■ **Brief**:
Your copy should match the records exactly, apart from the pictures, which stay out.

■ **Extracted material**:
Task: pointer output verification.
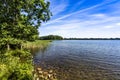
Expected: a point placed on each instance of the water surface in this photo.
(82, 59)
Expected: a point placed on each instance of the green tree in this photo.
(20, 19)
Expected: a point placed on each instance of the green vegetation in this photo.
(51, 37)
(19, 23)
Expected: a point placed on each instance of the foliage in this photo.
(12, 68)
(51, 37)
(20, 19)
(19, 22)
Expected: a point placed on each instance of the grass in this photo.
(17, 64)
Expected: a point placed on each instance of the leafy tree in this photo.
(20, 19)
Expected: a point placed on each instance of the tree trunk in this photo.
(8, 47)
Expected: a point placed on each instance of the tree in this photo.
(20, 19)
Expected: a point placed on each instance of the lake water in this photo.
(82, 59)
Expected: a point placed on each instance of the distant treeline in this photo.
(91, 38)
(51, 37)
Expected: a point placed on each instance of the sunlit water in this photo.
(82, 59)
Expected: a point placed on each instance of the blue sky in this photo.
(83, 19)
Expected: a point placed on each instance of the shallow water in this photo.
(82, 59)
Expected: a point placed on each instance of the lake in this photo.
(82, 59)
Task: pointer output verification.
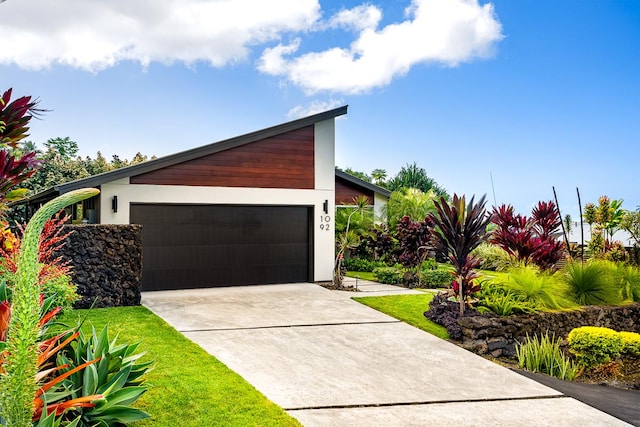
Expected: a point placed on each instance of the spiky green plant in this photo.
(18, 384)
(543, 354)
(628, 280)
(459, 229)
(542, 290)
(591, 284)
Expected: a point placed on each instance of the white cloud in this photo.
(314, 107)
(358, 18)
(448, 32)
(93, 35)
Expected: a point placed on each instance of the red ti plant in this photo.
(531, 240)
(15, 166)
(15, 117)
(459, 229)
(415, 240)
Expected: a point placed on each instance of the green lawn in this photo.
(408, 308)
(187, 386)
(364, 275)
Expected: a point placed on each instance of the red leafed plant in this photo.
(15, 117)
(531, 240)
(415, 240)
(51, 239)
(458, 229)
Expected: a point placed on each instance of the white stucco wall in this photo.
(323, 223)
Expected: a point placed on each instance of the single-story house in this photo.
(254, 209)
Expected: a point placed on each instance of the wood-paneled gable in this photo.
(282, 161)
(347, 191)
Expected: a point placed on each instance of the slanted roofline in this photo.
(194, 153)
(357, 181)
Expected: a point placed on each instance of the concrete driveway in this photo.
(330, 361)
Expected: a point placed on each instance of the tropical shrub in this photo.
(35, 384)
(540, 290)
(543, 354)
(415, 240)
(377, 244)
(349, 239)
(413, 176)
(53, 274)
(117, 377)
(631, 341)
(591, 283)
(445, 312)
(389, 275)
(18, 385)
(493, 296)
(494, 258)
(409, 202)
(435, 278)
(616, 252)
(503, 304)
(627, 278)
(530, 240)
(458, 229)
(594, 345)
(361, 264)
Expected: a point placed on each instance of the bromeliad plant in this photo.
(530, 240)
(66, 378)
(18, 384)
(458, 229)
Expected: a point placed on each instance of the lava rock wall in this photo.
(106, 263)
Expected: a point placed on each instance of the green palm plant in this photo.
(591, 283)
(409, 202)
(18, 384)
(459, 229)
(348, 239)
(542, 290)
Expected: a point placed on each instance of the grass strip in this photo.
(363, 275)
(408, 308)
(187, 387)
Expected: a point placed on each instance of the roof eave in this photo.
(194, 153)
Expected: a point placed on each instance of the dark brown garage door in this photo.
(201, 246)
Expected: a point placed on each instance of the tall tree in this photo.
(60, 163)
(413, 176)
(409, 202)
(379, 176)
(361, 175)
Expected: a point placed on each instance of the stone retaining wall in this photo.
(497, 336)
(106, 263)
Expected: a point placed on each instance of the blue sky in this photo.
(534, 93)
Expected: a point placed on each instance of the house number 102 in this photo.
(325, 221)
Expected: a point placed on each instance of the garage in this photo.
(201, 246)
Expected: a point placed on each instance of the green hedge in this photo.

■ **Response to the exercise**:
Task: pointer output verification.
Expected: a point placed on each instance of the water surface in this photo.
(82, 59)
Expected: a point placed on each instance of the green tree in this photo.
(20, 19)
Expected: a point placed on each instance of the green vegetation in this photo.
(51, 37)
(19, 23)
Expected: a point placed on each instance of the foliage in this photo.
(12, 68)
(51, 37)
(20, 19)
(19, 22)
Expected: a point placed on each instance of the grass in this photo.
(17, 64)
Expected: a point placed on each instance of the leafy tree in this photo.
(20, 19)
Expected: a point placed on each instance of the tree trunk in this photo.
(8, 47)
Expected: a point placed on each instance of the tree in this photo.
(20, 19)
Expected: a point placed on each instance of the lake water in this photo.
(82, 59)
Expected: a point placed on each instance of the distant treeline in this photo.
(91, 38)
(51, 37)
Expected: a point placed on each instance of the sunlit water in this photo.
(82, 59)
Expected: a point placed on each instance of the blue sky in this photo.
(83, 19)
Expected: a point placed on each instance of the shallow water in this photo.
(82, 59)
Expected: a point placed on each instance of the lake in this photo.
(82, 59)
Task: pointer output verification.
Expected: a point placed on each instance of the spiky green plant in this photo.
(18, 384)
(543, 354)
(628, 280)
(459, 229)
(542, 290)
(591, 284)
Expected: a point placed on each instance of the white cloud in this photo.
(314, 107)
(358, 18)
(448, 32)
(93, 35)
Expected: a point placed on each instance of the red ti plant in this photo.
(531, 240)
(15, 166)
(15, 117)
(459, 229)
(415, 240)
Expected: a point placed on each instance of the green lawn in this photo.
(408, 308)
(187, 386)
(364, 275)
Expected: a point placed on each instance of the red leafed plant in this photo.
(15, 117)
(531, 240)
(415, 240)
(51, 239)
(458, 229)
Expected: a point placed on each instance of the white stucco wall in this photo.
(323, 223)
Expected: a point placed on each instance of the single-story house in this photo.
(254, 209)
Expected: a point placed on each instance of the wood-paneled gable in this photo.
(282, 161)
(347, 191)
Expected: a point placed on each instance of the slanted roofline in this photo.
(194, 153)
(357, 181)
Expected: a point placed on each instance of the concrete driveway in this photo.
(330, 361)
Expected: a point placed on each instance of the tropical shrub in this photo.
(35, 384)
(540, 290)
(543, 354)
(415, 240)
(377, 244)
(349, 239)
(413, 176)
(53, 274)
(117, 377)
(631, 341)
(591, 283)
(445, 312)
(389, 275)
(18, 385)
(493, 296)
(494, 258)
(409, 202)
(435, 278)
(616, 252)
(503, 304)
(627, 278)
(530, 240)
(458, 229)
(594, 345)
(361, 264)
Expected: a point placed on each instance of the bromeliad plant in this photo.
(530, 240)
(66, 378)
(18, 384)
(458, 229)
Expected: a point placed on each instance of the lava rock wall in this photo.
(106, 263)
Expected: a point placed on each instance of the green palm plant in this photo.
(591, 283)
(409, 202)
(18, 384)
(459, 229)
(348, 239)
(542, 290)
Expected: a point placed on each instance of the grass strip in this photo.
(363, 275)
(408, 308)
(187, 387)
Expected: a point placed on each instance of the roof eave in this photo.
(194, 153)
Expected: a point placed on each instance of the dark brown garage door in this photo.
(201, 246)
Expected: a point placed on each instance of the tall tree in this photo.
(60, 163)
(413, 176)
(409, 202)
(379, 176)
(361, 175)
Expected: a point placed on each instance of the stone retaining wall in this photo.
(497, 336)
(106, 263)
Expected: a point placed on each instance of the blue sky in this photo.
(534, 93)
Expected: a point placed on each instance of the house number 102 in this photo.
(325, 221)
Expected: a point placed on each instance of the garage in this photo.
(201, 246)
Expected: a point placed on each instance of the green hedge in this photo.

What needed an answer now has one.